### WHAT YOU ARE ASKED TO DO
What you give back must match the records below word for word.

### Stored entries
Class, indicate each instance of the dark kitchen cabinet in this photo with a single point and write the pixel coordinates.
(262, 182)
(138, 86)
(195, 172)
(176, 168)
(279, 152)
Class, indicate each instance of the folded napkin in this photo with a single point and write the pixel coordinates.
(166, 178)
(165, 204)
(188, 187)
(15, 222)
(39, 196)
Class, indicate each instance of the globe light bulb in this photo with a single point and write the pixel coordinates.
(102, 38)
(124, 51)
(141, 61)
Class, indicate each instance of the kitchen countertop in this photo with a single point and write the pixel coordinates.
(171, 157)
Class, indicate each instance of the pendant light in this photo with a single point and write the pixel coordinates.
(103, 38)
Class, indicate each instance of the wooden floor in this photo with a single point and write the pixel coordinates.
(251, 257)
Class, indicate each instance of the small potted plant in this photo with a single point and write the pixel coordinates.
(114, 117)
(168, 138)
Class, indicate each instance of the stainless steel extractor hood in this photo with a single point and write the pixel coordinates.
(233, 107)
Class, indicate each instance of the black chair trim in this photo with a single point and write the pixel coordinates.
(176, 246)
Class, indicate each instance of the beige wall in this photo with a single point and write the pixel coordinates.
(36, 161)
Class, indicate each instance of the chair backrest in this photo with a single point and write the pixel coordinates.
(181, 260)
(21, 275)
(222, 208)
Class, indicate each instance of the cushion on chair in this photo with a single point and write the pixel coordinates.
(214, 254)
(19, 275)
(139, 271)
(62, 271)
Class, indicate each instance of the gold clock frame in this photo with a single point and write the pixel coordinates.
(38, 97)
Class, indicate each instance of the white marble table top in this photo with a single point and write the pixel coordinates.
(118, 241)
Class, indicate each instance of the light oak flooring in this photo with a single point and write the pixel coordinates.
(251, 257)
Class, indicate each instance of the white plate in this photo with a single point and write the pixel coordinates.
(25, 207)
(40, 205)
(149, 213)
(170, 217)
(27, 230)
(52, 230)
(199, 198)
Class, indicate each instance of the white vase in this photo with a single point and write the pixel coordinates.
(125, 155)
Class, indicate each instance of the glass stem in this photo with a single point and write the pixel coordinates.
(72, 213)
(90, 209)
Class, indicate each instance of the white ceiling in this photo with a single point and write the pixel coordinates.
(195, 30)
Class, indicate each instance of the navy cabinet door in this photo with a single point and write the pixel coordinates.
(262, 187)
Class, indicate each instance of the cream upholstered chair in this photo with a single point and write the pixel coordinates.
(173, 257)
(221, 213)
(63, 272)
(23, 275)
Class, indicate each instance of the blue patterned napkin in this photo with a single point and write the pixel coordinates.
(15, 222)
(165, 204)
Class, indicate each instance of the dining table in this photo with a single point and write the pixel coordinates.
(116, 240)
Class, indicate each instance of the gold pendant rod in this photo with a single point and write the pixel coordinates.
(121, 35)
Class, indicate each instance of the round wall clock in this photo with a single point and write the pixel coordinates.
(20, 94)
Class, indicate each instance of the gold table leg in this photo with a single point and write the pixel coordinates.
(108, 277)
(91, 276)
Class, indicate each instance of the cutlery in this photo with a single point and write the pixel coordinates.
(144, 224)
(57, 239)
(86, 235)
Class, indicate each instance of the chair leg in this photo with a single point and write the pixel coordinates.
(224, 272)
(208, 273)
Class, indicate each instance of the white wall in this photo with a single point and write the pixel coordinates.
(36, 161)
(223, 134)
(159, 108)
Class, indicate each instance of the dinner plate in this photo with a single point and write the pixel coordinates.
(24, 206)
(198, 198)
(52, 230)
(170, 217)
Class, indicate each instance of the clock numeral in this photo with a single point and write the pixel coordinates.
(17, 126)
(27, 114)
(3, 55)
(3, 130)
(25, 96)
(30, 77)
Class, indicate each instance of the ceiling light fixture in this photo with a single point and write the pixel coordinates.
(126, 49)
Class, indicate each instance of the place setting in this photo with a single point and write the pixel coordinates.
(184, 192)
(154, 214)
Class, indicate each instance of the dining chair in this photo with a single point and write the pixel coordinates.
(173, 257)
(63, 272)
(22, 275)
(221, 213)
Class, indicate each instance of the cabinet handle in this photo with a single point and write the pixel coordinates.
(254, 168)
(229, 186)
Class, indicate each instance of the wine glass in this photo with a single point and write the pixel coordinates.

### TASK ANSWER
Class, indicate each instance of the dark kitchen cabinet in this photo with a single point and write the pixel coordinates.
(262, 182)
(138, 86)
(195, 172)
(176, 168)
(279, 152)
Class, indicate each instance of the folded napkin in this photo with a single point and write the pixel coordinates.
(166, 178)
(165, 204)
(188, 187)
(15, 222)
(39, 196)
Class, indicate each instance of the globe light bulb in this photo with a single point and write the pixel coordinates.
(102, 38)
(124, 51)
(141, 61)
Class, indicate each instance of the kitchen countertop in this photo with a single point and write the pixel coordinates.
(171, 157)
Class, indicate each instance of the pendant light in this photo with a single point and write the pixel coordinates.
(103, 38)
Class, indicate each instance of the wooden floor in this photo with a single point and write the pixel coordinates.
(251, 257)
Class, indicate each instance of the small potted plant in this photo with a single point and write the pixel coordinates.
(114, 117)
(168, 138)
Class, indicate each instance of the stainless steel extractor hood in this photo with a single point and write the pixel coordinates.
(233, 107)
Class, indicate each instance of the black chair trim in this photo with a single point and write the pixel coordinates.
(176, 246)
Class, indicate each instance of the beige wall in this photo with a single point and write the pixel coordinates.
(36, 161)
Class, indicate each instance of the chair backrest in this photo with a single point and write the pixel coordinates.
(181, 260)
(21, 275)
(222, 208)
Class, indicate each instance of the cushion on chair in this photo with a single point and write the pixel coordinates.
(214, 254)
(19, 275)
(139, 271)
(62, 271)
Class, indicate each instance of the gold clock frame in this photo with a single point and write the pixel coordinates.
(38, 97)
Class, indicate each instance of the white marble table top in this photo with a single point and write the pixel coordinates.
(118, 241)
Class, indicate each instance of the light oak flooring in this photo with a single point and write the pixel coordinates.
(251, 257)
Class, indicate each instance of the white plate in this photo with a single point and write the pixel coordinates.
(25, 207)
(40, 205)
(149, 213)
(170, 217)
(27, 230)
(52, 230)
(199, 198)
Class, indicate each instance of the white vase in this photo with a single point and write the pixel coordinates.
(125, 155)
Class, indicate each instance of the glass stem in this photo with a single point and write the pixel coordinates.
(72, 213)
(90, 209)
Class, indicate each instance of the white ceiling in this photo with a single point and write the pixel coordinates.
(195, 30)
Class, indicate each instance of the navy cabinet door in this photo with a single point and write the pixel coordinates.
(262, 187)
Class, indicate each instance of the cream upholstered chair in this photo with a single point and write the pixel coordinates.
(173, 257)
(221, 213)
(63, 272)
(23, 275)
Class, indicate each instance of the blue patterned napkin in this photo with a single point and write the pixel coordinates.
(15, 222)
(165, 204)
Class, indicate each instance of the dining table in this photo with a single point and write the pixel coordinates.
(116, 240)
Class, indicate each instance of the gold pendant rod in this photo with a single point and write the pixel coordinates.
(121, 35)
Class, indicate each instance of the round wall clock in this photo with a single point and write the pixel coordinates.
(20, 94)
Class, indicate each instance of the gold table leg in this photo with a single point and write the pixel coordinates.
(108, 277)
(91, 276)
Class, indicate each instance of the cutlery in this photo with a single point and write the pixel coordinates.
(144, 224)
(57, 239)
(86, 235)
Class, indicate each instance of the chair leg in this photo with a single point and write the pixel coordinates.
(224, 272)
(208, 273)
Class, indicate each instance of the white wall in this photo with a single point and write the pixel coordinates.
(36, 161)
(223, 134)
(159, 108)
Class, indicate each instance of the dinner plate in this photo with a single point and write the pixel coordinates.
(24, 206)
(198, 198)
(52, 230)
(170, 217)
Class, indicate each instance of the clock numeral in this photo with a single point and write the pixel coordinates.
(17, 126)
(27, 114)
(3, 55)
(3, 130)
(25, 96)
(30, 77)
Class, indicate each instance of the ceiling light fixture in this photo with a single point and write the pixel coordinates.
(126, 49)
Class, indicate each instance of the place setting in this photo with a single point and write the pixel coordinates.
(184, 192)
(154, 214)
Class, indicate each instance of the dining chair in this photo with a single point and write the pixel coordinates.
(173, 257)
(63, 272)
(22, 275)
(221, 213)
Class, indicate each instance of the cabinet handle in this photo with a single point and write the pixel coordinates.
(254, 168)
(229, 186)
Class, indicate each instance of the wine glass in this photo with a single point and write the pixel coordinates.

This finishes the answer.